** Provided records **

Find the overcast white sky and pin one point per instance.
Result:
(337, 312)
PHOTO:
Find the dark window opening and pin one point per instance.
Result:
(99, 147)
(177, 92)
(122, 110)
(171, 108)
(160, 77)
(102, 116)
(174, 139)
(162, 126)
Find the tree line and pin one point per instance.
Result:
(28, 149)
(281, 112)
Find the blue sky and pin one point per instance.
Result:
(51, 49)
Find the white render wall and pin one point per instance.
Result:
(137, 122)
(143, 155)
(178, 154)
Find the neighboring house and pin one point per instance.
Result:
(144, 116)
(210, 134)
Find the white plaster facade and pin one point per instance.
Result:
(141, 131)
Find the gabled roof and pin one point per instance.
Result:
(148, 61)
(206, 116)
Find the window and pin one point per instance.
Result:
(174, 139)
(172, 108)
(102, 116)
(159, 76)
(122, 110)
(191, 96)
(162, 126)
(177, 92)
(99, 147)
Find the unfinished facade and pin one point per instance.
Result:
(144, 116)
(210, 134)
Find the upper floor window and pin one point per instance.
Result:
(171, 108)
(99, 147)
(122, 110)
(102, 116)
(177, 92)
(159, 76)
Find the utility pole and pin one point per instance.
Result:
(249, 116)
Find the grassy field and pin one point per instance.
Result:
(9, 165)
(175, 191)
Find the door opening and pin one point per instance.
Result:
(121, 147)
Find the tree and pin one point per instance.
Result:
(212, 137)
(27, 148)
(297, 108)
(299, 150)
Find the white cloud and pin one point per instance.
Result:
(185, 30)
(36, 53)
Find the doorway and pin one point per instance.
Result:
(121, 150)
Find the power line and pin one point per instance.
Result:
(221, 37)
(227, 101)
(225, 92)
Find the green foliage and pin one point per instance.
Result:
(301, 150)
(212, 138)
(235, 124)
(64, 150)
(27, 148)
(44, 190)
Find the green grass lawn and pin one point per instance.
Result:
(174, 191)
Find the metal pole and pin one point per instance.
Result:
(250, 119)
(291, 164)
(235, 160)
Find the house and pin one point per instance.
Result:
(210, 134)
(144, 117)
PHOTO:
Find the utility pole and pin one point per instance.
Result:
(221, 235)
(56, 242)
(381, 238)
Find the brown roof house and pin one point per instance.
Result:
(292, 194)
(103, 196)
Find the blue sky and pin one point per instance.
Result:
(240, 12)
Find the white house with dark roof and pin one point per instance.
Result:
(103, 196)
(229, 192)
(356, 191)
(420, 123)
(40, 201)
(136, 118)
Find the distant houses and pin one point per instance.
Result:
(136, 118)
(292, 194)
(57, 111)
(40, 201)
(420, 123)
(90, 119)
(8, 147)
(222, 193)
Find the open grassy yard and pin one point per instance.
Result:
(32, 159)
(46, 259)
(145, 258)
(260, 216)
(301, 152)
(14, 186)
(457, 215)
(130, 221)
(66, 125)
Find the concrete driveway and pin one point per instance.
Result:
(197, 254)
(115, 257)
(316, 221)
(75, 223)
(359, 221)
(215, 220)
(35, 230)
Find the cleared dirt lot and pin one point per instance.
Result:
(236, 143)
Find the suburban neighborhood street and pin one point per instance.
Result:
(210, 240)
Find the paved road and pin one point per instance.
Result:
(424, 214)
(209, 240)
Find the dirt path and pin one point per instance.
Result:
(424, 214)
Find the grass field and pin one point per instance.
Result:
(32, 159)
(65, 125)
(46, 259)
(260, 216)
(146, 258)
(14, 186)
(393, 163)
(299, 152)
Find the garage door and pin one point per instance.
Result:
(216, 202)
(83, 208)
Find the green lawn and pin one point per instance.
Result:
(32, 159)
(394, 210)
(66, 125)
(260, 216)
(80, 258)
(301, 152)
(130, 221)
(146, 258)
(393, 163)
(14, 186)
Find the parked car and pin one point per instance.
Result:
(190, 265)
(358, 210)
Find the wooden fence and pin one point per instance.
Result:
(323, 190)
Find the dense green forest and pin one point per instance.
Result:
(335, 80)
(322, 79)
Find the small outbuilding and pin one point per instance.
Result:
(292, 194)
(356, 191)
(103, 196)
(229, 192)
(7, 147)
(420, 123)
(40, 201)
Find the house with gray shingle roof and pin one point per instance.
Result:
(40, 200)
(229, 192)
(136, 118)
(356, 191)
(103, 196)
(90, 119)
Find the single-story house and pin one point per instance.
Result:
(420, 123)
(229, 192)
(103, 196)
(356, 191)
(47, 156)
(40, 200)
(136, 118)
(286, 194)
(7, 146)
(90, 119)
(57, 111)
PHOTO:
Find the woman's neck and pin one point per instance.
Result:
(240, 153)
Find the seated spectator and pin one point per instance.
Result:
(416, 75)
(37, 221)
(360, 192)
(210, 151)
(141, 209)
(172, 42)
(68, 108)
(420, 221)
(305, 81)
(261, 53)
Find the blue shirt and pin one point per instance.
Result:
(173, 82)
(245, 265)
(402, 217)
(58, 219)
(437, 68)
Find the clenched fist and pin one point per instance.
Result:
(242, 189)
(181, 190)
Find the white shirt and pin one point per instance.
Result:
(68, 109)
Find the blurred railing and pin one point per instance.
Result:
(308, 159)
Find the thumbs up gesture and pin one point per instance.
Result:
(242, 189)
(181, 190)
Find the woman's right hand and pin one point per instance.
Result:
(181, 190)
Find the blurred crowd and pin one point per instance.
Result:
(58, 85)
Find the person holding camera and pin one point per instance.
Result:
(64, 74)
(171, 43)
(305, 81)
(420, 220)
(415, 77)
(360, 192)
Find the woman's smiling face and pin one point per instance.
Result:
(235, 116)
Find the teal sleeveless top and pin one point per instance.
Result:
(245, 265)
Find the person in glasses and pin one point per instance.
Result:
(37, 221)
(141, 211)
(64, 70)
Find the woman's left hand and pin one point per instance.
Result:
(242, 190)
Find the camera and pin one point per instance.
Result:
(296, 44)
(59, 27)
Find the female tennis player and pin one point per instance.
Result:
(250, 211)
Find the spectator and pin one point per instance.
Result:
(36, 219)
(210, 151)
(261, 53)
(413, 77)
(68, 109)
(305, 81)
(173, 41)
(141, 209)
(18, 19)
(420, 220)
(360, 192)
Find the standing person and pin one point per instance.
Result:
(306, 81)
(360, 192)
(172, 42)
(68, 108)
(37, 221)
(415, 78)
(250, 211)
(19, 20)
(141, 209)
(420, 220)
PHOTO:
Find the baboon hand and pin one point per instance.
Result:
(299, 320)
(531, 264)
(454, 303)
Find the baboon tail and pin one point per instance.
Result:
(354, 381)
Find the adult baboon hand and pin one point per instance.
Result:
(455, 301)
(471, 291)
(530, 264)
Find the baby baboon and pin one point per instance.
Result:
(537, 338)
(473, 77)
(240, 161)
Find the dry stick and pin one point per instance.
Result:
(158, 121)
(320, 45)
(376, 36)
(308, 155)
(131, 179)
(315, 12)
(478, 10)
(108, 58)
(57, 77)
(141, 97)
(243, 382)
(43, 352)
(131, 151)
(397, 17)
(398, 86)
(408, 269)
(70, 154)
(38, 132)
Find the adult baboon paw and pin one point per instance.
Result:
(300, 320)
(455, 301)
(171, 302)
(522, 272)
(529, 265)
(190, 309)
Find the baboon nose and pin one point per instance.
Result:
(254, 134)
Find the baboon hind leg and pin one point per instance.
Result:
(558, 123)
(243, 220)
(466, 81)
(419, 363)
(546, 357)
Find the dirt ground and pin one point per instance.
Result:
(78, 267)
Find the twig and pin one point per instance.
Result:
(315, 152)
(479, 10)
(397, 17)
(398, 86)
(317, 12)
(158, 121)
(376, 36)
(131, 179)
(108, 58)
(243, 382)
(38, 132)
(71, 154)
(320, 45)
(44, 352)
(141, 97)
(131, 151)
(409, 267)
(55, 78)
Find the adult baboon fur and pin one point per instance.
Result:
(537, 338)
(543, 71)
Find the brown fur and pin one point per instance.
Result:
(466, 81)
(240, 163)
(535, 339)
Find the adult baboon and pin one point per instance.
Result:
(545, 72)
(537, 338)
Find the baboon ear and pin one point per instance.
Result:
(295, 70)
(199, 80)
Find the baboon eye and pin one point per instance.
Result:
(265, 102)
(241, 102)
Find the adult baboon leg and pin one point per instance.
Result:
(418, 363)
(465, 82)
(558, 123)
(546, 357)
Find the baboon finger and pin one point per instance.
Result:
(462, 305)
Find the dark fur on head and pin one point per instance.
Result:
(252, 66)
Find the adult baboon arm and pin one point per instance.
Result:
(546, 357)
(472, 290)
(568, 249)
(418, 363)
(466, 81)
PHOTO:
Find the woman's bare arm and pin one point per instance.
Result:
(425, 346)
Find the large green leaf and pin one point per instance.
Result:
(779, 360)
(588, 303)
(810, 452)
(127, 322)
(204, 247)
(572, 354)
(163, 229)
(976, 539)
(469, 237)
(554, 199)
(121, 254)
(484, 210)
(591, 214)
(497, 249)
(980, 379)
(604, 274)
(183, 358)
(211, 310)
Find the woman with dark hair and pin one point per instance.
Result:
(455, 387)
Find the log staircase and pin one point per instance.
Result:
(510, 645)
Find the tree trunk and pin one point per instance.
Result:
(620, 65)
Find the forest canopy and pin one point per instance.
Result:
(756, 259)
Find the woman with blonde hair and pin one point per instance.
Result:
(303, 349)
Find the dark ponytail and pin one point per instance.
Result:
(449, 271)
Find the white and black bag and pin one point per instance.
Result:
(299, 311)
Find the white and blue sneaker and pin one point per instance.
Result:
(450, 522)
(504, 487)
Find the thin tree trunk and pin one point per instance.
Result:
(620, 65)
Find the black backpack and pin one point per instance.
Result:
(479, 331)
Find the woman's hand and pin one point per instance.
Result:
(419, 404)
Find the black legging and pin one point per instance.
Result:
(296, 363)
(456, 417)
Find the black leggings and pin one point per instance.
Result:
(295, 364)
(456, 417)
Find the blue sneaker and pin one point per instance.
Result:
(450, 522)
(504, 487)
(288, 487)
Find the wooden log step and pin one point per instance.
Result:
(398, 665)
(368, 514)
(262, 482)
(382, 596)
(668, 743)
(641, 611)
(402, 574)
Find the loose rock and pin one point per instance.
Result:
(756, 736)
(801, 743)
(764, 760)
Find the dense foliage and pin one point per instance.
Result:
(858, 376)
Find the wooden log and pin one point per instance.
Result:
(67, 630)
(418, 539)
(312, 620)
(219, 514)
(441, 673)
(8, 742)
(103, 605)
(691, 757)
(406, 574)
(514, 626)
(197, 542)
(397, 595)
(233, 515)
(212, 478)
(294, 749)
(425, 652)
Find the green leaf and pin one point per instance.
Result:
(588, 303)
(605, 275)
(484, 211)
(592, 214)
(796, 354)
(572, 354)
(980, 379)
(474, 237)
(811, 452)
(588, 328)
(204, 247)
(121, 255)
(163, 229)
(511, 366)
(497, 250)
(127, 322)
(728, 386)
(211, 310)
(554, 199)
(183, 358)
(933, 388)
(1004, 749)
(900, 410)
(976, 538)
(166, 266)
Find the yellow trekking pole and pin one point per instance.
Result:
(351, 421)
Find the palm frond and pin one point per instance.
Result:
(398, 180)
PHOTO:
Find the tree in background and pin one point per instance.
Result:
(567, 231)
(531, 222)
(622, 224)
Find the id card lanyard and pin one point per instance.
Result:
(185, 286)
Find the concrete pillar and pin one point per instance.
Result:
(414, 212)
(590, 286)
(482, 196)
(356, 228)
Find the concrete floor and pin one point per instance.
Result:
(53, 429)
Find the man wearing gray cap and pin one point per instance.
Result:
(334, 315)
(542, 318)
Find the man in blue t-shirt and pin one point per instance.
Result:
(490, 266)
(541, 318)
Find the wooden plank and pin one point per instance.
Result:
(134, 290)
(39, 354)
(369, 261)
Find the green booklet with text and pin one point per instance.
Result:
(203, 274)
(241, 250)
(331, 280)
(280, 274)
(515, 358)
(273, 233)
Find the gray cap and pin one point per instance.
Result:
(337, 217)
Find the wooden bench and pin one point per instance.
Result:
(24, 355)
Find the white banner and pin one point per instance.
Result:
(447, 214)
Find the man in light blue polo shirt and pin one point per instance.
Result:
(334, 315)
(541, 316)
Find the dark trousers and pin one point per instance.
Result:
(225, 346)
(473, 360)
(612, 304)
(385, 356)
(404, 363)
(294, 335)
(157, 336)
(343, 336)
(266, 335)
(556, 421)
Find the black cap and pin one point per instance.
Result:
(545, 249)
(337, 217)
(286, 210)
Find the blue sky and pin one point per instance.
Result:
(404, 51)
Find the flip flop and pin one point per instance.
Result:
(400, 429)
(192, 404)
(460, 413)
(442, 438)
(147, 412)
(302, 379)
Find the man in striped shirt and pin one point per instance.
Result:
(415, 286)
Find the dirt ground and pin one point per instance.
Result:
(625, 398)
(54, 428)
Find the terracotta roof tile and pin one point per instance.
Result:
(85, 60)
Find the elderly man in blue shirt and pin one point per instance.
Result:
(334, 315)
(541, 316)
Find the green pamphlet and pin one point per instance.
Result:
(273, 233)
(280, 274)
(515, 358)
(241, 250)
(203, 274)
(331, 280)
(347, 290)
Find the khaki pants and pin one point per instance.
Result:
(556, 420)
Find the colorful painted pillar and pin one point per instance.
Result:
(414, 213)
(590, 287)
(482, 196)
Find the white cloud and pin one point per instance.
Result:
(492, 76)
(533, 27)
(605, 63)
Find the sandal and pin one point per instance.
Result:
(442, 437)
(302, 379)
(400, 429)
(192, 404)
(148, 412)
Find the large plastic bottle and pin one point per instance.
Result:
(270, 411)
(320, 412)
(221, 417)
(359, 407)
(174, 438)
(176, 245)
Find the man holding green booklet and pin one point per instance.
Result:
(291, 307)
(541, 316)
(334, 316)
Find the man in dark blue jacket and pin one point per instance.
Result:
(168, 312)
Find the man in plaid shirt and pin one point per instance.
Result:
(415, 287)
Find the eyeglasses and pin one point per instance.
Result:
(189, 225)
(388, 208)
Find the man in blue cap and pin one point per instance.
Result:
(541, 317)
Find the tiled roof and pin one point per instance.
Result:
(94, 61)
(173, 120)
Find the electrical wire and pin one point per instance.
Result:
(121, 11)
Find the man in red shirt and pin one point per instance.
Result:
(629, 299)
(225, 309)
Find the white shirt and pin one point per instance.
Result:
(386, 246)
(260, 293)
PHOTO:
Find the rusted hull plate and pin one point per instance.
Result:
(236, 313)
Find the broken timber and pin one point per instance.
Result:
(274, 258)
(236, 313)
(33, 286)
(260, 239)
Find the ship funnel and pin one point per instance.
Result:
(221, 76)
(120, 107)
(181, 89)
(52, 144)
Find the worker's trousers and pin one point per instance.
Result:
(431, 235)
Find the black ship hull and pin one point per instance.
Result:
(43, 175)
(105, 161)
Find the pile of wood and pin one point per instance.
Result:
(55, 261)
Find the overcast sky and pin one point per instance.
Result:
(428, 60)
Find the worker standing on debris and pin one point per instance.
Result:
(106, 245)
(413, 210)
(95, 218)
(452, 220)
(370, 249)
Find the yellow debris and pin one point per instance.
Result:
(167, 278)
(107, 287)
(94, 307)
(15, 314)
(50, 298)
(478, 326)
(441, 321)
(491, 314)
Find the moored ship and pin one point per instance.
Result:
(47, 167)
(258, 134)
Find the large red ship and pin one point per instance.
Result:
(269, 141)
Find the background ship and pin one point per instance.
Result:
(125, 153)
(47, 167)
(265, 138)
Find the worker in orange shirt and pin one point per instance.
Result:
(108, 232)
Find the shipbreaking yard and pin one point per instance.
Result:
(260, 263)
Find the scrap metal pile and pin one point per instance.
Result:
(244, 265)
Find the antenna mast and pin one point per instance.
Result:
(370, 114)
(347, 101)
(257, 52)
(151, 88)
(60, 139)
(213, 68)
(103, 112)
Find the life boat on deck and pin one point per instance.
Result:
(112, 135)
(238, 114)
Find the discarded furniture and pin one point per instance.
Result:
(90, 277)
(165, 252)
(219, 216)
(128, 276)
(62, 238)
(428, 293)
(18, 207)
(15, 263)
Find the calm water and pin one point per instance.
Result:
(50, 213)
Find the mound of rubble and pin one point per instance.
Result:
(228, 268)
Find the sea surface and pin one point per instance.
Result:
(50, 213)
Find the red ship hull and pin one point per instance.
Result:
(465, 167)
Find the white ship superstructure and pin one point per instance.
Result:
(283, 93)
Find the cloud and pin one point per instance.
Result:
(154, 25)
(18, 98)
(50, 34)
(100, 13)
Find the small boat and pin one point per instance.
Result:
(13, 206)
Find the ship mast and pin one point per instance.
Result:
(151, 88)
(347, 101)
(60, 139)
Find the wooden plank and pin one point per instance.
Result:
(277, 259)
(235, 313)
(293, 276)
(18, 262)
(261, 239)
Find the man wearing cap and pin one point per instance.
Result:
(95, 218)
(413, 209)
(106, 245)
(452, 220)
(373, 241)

** What you will do **
All lines of the records above that contain the word "background" are to be copied out.

** Response to the task **
Find the tree in background and pin one point per instance.
Find the background ship and pin one point per instance.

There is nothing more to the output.